*** Opening of Supplied material ***

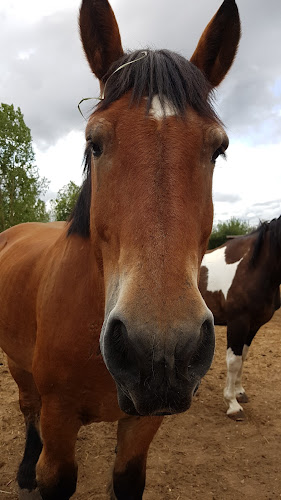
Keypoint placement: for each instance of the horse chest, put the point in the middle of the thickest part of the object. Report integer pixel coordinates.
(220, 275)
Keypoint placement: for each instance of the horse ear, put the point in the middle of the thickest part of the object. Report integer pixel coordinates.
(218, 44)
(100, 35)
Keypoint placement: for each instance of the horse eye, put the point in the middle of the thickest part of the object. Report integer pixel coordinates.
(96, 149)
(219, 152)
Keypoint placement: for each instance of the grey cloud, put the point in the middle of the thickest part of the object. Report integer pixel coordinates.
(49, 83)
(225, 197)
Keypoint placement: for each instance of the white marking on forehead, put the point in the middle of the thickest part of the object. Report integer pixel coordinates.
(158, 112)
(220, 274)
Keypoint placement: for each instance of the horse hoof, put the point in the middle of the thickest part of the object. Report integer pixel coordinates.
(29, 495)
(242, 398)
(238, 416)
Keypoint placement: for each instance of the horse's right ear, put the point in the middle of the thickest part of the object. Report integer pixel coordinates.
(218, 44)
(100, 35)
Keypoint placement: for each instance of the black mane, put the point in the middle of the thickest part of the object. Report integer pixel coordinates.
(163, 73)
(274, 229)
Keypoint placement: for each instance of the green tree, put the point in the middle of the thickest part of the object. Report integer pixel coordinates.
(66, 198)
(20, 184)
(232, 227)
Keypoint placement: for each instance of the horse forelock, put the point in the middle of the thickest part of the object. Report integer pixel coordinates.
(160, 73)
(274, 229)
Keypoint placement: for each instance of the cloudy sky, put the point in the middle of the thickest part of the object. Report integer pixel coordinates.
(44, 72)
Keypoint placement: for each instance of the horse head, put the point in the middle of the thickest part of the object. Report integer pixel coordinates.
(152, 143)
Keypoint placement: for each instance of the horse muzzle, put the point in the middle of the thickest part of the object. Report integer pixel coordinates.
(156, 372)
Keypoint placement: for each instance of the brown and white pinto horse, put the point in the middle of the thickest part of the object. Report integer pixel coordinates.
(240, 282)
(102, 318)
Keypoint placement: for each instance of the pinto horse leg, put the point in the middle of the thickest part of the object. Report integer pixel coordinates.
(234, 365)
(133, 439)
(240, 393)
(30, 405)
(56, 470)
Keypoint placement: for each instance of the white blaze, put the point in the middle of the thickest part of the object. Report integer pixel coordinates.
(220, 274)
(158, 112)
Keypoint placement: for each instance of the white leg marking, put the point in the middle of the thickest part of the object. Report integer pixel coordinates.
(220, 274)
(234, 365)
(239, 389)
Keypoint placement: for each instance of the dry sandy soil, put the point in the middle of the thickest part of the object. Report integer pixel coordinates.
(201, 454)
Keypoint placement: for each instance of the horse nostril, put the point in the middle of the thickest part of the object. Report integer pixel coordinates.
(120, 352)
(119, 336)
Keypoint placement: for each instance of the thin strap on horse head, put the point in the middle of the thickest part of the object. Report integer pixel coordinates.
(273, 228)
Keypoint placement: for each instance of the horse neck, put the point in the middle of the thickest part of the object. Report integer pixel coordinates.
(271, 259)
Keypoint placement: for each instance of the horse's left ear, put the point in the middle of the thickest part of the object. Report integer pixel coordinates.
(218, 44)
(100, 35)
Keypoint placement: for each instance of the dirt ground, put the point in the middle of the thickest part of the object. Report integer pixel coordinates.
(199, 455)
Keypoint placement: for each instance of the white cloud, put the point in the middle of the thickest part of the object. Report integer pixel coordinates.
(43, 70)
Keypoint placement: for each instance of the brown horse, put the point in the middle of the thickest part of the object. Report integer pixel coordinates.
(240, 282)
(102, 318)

*** Close of Supplied material ***

**Work instruction:** Every entry, word for word, should be given again; the pictures are not part of the copy.

**Response for this exercise:**
Keypoint placement: for each instance of the horse chest, put the point in the middle of the thickest part of the object. Report integer pixel coordinates.
(220, 275)
Keypoint placement: for each instance of the horse ear, put the point in the middle of the thickest part of the object. Report integer pixel coordinates.
(218, 44)
(100, 35)
Keypoint placement: for each instance of the horse eye, put the point in the middle of the thickest part of the object. Report integer pixel coordinates.
(96, 149)
(219, 152)
Keypoint placement: for each instance of the grey cloud, put the point in the middle of the thickest part of the object. Report integer pixel coordinates.
(49, 83)
(225, 197)
Keypoint placement: for each instance of the white marking on forehead, put the point in the middle of the thickest part of the object. Report integer pixel coordinates.
(158, 112)
(220, 274)
Keypoint placement: for each instance of the horse hoof, put the point in the middle of the thickest part of the object. Report integer pixel coordinates.
(29, 495)
(242, 398)
(238, 416)
Keypoint placement: for each instance of the horse's right ear, put the point in the middle of the thickest part of the object. Report integer pixel coordinates.
(218, 44)
(100, 35)
Keypoint placement: for each instance of the black mane, put the point in the middle of the thickest part of the object. Report integer pixel coordinates.
(163, 73)
(274, 229)
Keypoint placement: for each instance of the green tree, put the point in the middle of the thickest part of the object. Report integer pixel coordinates.
(66, 198)
(20, 184)
(232, 227)
Keypoint placement: for each instance of the horse forelock, put the point in the middle of the thickest part of the object. Report integer pixel coordinates.
(160, 73)
(274, 229)
Keypoint placement: for each instance of the cloudy sky, put the point in the middle of the thickest part of the object. Report integer pixel coordinates.
(44, 72)
Keypoint placement: for each instance of the horse head, put the point in the middle of the thickest part of the object. Report integer pixel coordinates.
(152, 143)
Keypoint placement: for each instance of the horse muzzle, put the point in the middle of the thickest part of the object. Report integer pixel coordinates.
(156, 372)
Keypoint placement: for each instance of the brown and white pinto horse, put the point in the middle of the thickest part of the object. Report integer pixel coordinates.
(240, 282)
(102, 318)
Keypoint placement: for each instance of the pinto horse leg, put the point in the middle of the thickest part of the object. Report integer pixel coordinates.
(234, 365)
(133, 439)
(240, 393)
(30, 405)
(56, 470)
Keypoint placement: for each instance of the white blaze, put the point in the middle of the thickest part of the object. Report integer pixel coordinates.
(220, 274)
(158, 112)
Keypoint placement: for each instance of the white leg marking, put the point in the middle of the thickest part of the object. Report integer pixel coordinates.
(220, 274)
(234, 365)
(239, 389)
Keypoint placement: for each instance of the dry sandy soil, put the point in the middle of the thickest part of the object. Report integer pixel coordinates.
(201, 454)
Keypoint placement: for each instance of the horse nostril, put the point in the middle of the thickest part of the object. Report integer pixel coordinates.
(120, 352)
(119, 336)
Keypoint placement: for each instance of the thin strap on horse head, put the point in the middle of the thickest part of the object. Report integer pixel coordinates.
(273, 228)
Keypoint placement: for each instance of the horse neck, put the point in the middle of the thickest part of the object. Report integer pixel coordinates.
(271, 259)
Keypoint placement: for each instance of the horse's left ear, put the point in the middle of the thickest part of the object. Report integer pixel coordinates.
(218, 44)
(100, 35)
Keypoint placement: for each instance of the dirt ground, put the point in the middle of the thickest part of the object. Report integer pixel coordinates.
(199, 455)
Keypoint placement: for each instance of the white cloud, put the point in the middle of the thickest part of the object. Report integer pixel coordinates.
(43, 70)
Keypoint placement: for each instance of the brown horse, put the point in the middle of the thickest part of the object. Report integer pixel coordinates.
(240, 282)
(102, 318)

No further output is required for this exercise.